━━━━━ Excerpt ━━━━━
GUI Description

Function

The Details tab page displays Base Info, Compute Workload Analysis, Core Occupancy, Roofline, and Memory Workload Analysis. The analysis results are displayed in charts and data panes.

GUI Display

Import the BIN file collected by msProf by referring to Importing Data. For details about how to obtain the file, see "msprof op" in Operator Tuning (msProf) in Operator Development Tool User Guide.

Only one BIN file can be imported at a time. Files cannot be imported in a folder.

The Details tab page consists of five areas: Base Info (area 1), Core Occupancy (area 2), Roofline (area 3), Compute Workload Analysis (area 4), and Memory Workload Analysis (area 5), as shown in Figure 1.

Figure 1 Details page
  • Area 1: Base Info. You can view the basic operator information, including the name, duration, and type. Table 1 describes the parameters.
    Table 1 Base Info parameters

    Field

    Description

    Name

    Operator name.

    Duration (μs)

    Total operator duration.

    Op Type

    Operator type. The options are mix, vector, cube, and AiCore.

    Device Id

    Device ID.

    Pid

    Process ID.

    Block Dim

    Number of sub blocks. This parameter is used when the operator type is vector, cube, or AiCore.

    Mix Block Dim

    Number of sub blocks. This parameter is used when the operator type is mix.

    Block Detail

    Duration details of sub blocks. This parameter is used when the operator type is vector, cube, or AiCore. Table 2 describes the fields.

    Mix Block Detail

    Duration details of sub blocks. This parameter is used when the operator type is mix. Table 3 describes the fields.

    Table 2 Block details fields

    Field

    Description

    Block ID

    Sub block ID.

    This parameter is not available when the operator type is AiCore.

    Core Type

    Sub block type.

    Duration (μs)

    Duration of sub blocks.

    Table 3 Mixed block detail fields

    Field

    Description

    Block ID

    Sub block ID.

    Cube0 Duration (μs)

    Duration of the cube core in AI Core.

    Vector0 Duration (μs)

    Duration of one vector core in AI Core.

    Vector1 Duration (μs)

    Duration of another vector core in AI Core.

  • Area 2: Core Occupancy. The inter-core load is displayed and analyzed based on the number of clock cycles, total core throughput, and cache hit rate, as shown in Figure 2.
    Developers can select Cycles, Throughput, or Cache Hit Rate(%) to display the core usage and analysis result, helping them locate and analyze exceptions.
    Figure 2 Core Occupancy
    • This module is supported only for the profile data exported from Atlas A3 Training Series Product and Atlas A2 Training Series Product/Atlas 800I A2 Inference Product.
━━━━━
== What to do ==
1. According to the Details tab description, what does selecting Cycles, Throughput, or Cache Hit Rate(%) in Core Occupancy help developers do? Answer in one to three sentences.
2. In the Details tab description, for which operator type is the Block ID field in the block details not available?
3. Pick up the Details tab description after its last sentence and continue it.
The material after this point comes from a separate source.
━━━━━ Recorded information ━━━━━
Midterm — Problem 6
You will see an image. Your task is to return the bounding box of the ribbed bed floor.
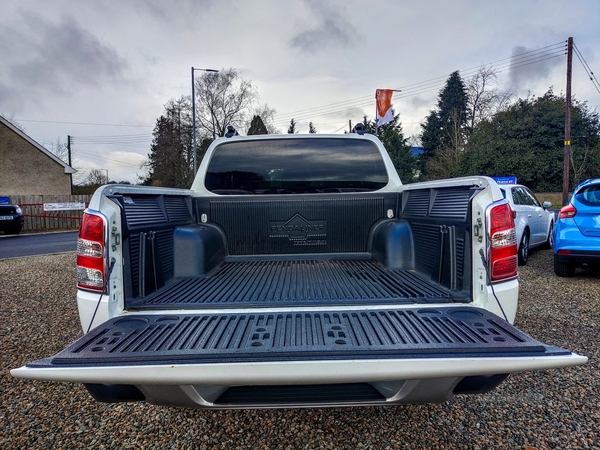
━━━━━
== Written answers ==
1. These options show core usage and the analysis result in Core Occupancy. The description says this helps developers locate and analyze exceptions.

2. AiCore.

3.
    • If the colors of computing units of the same type are similar, the load balancing is high. The colors of cube computing units of all cores are compared, and the colors of vector computing units of all cores are compared.
  • Area 3: Roofline. Developers use the Roofline model graph to view operator performance and analyze the results to provide a basis for performance optimization. In the Roofline model graph, the X axis represents the arithmetic intensity (Ops/Byte), which indicates the number of operations supported by each byte of memory. The Y axis represents the performance (TOPS/s), which indicates the number of trillion operations per second.
    The Roofline model graph displays the computing power name, which describes the instruction types that maximize the computing power, such as Cube_INT(100.000000%) + Vec_FP16(30.000000%). Vec_FP32(70.000000%) indicates that cube computing units process only INT instructions, and vector computing units process 30% FP16 instructions and 70% FP32 instructions.

    This module is supported only by the Atlas A2 Training Series Product/Atlas 800I A2 Inference Product, Atlas A3 Training Series Product, and Atlas Inference Series Product.

    • If the hardware product is Atlas A3 Training Series Product or Atlas A2 Training Series Product/Atlas 800I A2 Inference Product, the Roofline performance model analysis includes the Memory Unit, Memory Transfer, and Pipeline tab pages.

      Memory Unit: displays the HBM/L2 and Memory Unit model graphs, as shown in Figure 3. Table 4 describes the parameters.

      Figure 3 Memory Unit
      Table 4 Memory Unit parameters

      Parameter

      Description

      HBM Read + Write

      Read and write of the high bandwidth memory unit.

      L2 Read + Write

      Read and write of the L2 memory unit.

      L1 Read + Write

      Read and write of the L1 memory unit.

      Write to L1

      Write to the L1 memory unit.

      Read from L1

      Read from the L1 memory unit.

      Write to L0A

      Write to the L0A memory unit.

      Write to L0B

      Write to the L0B memory unit.

      Read from L0C

      Read from the L0C memory unit.

      UB Read + Write

      Read and write of the UB memory unit.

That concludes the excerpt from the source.